_Text under study:_
^^^^
¡Asu mare! Los amigos () is a 2023 Peruvian comedy film directed by Carlos Alcántara (in his directorial debut) and written by Rasec Barragán, Renato Fernandez and Marco Rubina. It is a spin-off film from the film trilogy !Asu mare!, which also serves as a sequel to the final film. It stars Andrés Salas, Franco Cabrera, Emilram Cossio and Miguel Vergara. It premiered on February 9, 2023 in Peruvian theaters.

Synopsis 
Cachin's friends are back. After overcoming many challenges, an inheritance will put them to the test, facing funny situations and dark characters that will try to boycott one of their greatest dreams.

Cast 
The actors participating in this film are:

 Andrés Salas as “El Culi”
 Franco Cabrera as "Lechuga"
 Emilram Cossio as “Poroto”
 Miguel Vergara as  "El Chato"

Production 
After the premiere of ¡Asu mare! 3, Carlos Alcantara, the protagonist of the trilogy, stated that there were no plans for a fourth installment. However, at the end of 2021, production of a fourth installment focused on Cachin's friends was confirmed with the preliminary title of ¡Asu mare! 4 and Chesu mare and a release planned sometime in 2022.
^^^^
_Recorded information:_
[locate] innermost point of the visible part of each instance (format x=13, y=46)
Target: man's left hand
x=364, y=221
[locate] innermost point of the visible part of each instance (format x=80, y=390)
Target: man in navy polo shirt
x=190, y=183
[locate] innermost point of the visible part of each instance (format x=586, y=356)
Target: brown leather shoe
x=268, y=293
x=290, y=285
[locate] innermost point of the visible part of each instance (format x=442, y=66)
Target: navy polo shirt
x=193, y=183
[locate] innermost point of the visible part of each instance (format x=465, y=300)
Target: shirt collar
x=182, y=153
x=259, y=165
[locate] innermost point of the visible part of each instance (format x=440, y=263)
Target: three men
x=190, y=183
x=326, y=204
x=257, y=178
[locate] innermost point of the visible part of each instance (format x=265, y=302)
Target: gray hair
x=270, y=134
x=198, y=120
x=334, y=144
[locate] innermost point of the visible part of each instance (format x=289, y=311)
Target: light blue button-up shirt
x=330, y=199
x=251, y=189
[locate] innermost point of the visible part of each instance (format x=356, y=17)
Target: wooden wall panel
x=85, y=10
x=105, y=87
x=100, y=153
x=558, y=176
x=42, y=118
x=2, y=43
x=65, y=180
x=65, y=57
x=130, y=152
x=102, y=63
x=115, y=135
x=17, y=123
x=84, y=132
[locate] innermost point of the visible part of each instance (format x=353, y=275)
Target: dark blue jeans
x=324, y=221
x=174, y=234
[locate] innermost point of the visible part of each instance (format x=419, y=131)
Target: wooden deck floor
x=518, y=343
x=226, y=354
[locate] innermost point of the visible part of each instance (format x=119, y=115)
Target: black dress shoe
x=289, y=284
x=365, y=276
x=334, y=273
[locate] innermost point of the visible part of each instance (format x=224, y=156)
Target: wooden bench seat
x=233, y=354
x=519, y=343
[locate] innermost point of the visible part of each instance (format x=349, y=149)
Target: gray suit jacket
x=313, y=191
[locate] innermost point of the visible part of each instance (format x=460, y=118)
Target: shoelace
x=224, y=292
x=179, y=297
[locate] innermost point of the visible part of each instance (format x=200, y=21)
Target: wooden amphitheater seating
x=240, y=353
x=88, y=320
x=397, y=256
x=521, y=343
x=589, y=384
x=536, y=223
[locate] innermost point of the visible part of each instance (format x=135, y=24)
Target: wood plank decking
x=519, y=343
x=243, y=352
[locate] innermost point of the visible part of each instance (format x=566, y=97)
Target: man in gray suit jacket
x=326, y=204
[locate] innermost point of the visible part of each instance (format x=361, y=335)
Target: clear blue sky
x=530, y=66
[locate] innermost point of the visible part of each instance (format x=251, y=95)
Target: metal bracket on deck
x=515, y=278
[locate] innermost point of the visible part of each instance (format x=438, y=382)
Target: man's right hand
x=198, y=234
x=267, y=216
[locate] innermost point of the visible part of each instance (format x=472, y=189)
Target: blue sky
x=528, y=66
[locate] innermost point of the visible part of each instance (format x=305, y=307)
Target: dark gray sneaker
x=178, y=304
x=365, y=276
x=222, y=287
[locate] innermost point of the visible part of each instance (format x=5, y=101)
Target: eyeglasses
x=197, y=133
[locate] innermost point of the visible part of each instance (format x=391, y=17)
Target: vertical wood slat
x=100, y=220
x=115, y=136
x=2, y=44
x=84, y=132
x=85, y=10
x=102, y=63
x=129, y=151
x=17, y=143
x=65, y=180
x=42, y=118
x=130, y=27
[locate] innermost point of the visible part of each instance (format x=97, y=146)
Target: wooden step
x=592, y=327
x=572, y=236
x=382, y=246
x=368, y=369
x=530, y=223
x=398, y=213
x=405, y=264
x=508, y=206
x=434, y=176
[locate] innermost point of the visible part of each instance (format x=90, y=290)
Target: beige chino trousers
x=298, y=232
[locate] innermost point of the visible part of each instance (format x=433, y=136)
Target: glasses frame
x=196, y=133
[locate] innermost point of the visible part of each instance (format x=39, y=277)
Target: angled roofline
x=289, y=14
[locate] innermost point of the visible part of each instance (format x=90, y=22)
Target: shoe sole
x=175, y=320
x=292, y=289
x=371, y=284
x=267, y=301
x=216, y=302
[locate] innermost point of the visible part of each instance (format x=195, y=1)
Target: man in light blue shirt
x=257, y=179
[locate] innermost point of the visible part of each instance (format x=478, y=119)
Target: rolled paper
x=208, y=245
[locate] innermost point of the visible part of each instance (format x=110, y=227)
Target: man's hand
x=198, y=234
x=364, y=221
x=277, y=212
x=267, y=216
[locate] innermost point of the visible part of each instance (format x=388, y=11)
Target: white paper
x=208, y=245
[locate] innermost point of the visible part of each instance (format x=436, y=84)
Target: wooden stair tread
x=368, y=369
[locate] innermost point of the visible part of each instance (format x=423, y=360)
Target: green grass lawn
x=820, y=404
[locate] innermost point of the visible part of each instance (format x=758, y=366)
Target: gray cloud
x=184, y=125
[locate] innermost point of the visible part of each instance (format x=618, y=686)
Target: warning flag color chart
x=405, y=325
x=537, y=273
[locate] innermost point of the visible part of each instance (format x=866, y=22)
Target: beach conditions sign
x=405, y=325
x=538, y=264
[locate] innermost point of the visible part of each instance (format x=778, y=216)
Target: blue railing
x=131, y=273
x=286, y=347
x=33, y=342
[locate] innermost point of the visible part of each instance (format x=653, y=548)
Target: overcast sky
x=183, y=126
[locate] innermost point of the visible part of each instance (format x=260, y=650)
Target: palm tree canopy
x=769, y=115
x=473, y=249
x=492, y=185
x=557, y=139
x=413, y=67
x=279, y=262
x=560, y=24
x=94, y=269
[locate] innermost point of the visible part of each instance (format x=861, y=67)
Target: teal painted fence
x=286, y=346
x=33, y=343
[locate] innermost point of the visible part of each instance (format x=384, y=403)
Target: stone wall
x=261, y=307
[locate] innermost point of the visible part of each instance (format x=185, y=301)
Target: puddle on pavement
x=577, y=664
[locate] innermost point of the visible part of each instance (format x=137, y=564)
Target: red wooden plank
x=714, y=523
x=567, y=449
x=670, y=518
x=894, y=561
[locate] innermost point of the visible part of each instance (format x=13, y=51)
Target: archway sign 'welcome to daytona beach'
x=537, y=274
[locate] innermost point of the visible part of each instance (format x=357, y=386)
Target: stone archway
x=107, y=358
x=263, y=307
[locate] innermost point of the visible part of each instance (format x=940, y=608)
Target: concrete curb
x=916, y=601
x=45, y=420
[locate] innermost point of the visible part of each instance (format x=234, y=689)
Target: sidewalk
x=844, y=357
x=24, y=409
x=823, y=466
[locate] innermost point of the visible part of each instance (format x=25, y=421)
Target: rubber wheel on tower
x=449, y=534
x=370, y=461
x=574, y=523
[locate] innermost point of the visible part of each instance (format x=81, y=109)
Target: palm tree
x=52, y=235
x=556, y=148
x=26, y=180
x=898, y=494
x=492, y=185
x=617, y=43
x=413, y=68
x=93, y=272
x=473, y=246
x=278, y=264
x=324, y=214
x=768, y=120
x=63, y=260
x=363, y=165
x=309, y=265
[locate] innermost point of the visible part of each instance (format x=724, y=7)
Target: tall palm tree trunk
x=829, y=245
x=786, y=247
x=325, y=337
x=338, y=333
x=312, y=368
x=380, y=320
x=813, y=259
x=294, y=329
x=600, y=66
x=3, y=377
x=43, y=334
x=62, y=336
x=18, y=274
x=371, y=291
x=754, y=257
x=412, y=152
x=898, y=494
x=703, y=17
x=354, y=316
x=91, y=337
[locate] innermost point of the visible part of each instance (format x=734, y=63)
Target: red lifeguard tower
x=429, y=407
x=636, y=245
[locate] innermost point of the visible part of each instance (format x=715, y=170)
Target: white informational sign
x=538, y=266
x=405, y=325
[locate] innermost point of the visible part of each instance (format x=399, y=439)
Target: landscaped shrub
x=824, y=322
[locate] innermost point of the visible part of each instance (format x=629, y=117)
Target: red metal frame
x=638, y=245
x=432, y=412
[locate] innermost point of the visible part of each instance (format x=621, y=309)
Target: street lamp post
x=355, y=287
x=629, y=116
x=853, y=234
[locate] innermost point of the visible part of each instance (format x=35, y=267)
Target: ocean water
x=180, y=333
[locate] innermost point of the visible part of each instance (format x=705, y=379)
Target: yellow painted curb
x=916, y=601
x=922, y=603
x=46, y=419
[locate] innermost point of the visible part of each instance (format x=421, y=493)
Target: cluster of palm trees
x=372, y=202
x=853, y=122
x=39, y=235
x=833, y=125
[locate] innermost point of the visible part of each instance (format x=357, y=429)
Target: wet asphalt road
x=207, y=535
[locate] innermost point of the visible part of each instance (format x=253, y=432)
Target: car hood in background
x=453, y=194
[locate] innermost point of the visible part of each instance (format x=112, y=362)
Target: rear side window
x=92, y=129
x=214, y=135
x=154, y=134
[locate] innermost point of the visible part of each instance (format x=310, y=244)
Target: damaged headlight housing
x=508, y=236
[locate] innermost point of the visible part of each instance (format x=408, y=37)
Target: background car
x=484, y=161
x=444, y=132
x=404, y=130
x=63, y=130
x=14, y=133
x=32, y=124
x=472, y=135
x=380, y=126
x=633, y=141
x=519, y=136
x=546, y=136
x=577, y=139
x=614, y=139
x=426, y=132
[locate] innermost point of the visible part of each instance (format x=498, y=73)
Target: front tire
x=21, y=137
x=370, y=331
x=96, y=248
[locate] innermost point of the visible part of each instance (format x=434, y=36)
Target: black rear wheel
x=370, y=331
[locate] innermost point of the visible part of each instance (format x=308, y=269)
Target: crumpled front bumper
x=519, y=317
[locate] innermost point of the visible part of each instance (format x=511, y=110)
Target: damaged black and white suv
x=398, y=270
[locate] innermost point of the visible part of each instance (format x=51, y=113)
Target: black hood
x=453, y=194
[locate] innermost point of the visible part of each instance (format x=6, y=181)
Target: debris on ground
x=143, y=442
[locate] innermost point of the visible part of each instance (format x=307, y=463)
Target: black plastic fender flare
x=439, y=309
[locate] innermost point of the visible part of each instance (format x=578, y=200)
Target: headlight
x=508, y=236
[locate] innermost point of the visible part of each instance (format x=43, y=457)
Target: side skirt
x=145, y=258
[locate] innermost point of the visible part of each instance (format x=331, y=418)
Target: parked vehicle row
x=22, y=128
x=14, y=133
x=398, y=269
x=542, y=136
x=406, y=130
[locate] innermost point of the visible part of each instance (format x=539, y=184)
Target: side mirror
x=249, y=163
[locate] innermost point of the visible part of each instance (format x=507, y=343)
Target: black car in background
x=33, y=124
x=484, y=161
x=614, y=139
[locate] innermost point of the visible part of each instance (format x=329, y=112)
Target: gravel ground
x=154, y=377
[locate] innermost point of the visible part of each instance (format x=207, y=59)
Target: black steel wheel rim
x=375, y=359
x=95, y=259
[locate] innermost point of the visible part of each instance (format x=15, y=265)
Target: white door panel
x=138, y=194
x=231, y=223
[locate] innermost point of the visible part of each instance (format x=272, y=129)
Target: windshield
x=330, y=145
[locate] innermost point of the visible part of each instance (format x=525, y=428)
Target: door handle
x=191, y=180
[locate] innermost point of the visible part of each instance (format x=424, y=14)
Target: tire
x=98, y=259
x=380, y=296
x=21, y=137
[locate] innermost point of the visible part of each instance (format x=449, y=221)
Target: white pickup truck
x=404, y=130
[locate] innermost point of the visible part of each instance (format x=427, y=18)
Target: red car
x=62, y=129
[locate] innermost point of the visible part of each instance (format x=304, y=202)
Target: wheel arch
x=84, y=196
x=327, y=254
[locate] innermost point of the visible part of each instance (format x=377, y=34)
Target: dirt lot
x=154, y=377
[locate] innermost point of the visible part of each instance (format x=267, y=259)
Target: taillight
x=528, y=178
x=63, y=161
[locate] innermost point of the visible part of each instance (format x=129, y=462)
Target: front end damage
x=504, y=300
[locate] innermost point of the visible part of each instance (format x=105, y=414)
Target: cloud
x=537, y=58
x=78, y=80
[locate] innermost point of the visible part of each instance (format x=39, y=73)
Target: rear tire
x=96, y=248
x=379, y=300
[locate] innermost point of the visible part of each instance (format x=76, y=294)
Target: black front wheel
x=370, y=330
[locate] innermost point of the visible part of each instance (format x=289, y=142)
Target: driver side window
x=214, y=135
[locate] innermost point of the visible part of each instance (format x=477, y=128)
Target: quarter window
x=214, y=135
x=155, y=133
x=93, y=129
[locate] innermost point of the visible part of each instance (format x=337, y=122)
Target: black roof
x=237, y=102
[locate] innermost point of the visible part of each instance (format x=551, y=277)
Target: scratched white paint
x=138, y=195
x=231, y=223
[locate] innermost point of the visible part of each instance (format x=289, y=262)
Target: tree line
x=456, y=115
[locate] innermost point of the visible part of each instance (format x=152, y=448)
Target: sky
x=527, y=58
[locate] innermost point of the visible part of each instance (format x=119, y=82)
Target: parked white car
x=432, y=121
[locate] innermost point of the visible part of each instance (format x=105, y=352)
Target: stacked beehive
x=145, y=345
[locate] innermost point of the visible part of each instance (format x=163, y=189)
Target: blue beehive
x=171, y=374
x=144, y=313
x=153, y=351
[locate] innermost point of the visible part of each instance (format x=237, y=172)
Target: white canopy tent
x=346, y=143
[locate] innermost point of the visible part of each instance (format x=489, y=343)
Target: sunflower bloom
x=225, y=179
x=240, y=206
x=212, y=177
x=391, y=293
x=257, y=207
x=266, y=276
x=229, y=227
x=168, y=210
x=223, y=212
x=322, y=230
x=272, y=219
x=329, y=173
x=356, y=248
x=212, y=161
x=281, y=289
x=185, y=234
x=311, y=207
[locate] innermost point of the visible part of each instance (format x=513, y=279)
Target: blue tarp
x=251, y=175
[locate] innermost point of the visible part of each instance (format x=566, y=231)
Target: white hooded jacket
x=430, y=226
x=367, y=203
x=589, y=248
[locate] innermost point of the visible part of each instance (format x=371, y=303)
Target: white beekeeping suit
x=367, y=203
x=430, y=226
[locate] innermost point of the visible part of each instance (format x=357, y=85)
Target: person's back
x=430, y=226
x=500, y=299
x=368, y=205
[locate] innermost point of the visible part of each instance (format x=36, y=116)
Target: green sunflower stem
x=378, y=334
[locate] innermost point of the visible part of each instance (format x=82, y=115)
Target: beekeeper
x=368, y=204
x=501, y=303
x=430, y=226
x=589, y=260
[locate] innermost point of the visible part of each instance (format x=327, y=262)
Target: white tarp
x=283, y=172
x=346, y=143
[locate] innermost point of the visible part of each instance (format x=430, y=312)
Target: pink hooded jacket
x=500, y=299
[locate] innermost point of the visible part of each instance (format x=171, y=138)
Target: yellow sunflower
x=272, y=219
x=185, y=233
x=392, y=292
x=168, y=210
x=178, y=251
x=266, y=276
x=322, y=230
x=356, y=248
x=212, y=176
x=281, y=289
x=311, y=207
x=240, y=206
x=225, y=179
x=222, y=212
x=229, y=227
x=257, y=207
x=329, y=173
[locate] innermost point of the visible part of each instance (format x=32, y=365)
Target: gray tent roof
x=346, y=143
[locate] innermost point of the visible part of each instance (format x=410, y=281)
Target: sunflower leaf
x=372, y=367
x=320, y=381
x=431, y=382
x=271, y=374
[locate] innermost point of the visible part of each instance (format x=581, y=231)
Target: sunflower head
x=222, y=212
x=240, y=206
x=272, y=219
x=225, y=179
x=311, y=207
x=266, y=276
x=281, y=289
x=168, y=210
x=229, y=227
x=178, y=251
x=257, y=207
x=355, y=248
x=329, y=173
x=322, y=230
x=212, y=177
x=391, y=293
^^^^
_Task directions:_ Can you return the part of the ¡Asu mare! Los amigos text above that runs between "Franco Cabrera as" and "sometime in 2022.", inclusive, copied word for word?

_Completed exercise:_
Franco Cabrera as "Lechuga"
 Emilram Cossio as “Poroto”
 Miguel Vergara as  "El Chato"

Production 
After the premiere of ¡Asu mare! 3, Carlos Alcantara, the protagonist of the trilogy, stated that there were no plans for a fourth installment. However, at the end of 2021, production of a fourth installment focused on Cachin's friends was confirmed with the preliminary title of ¡Asu mare! 4 and Chesu mare and a release planned sometime in 2022.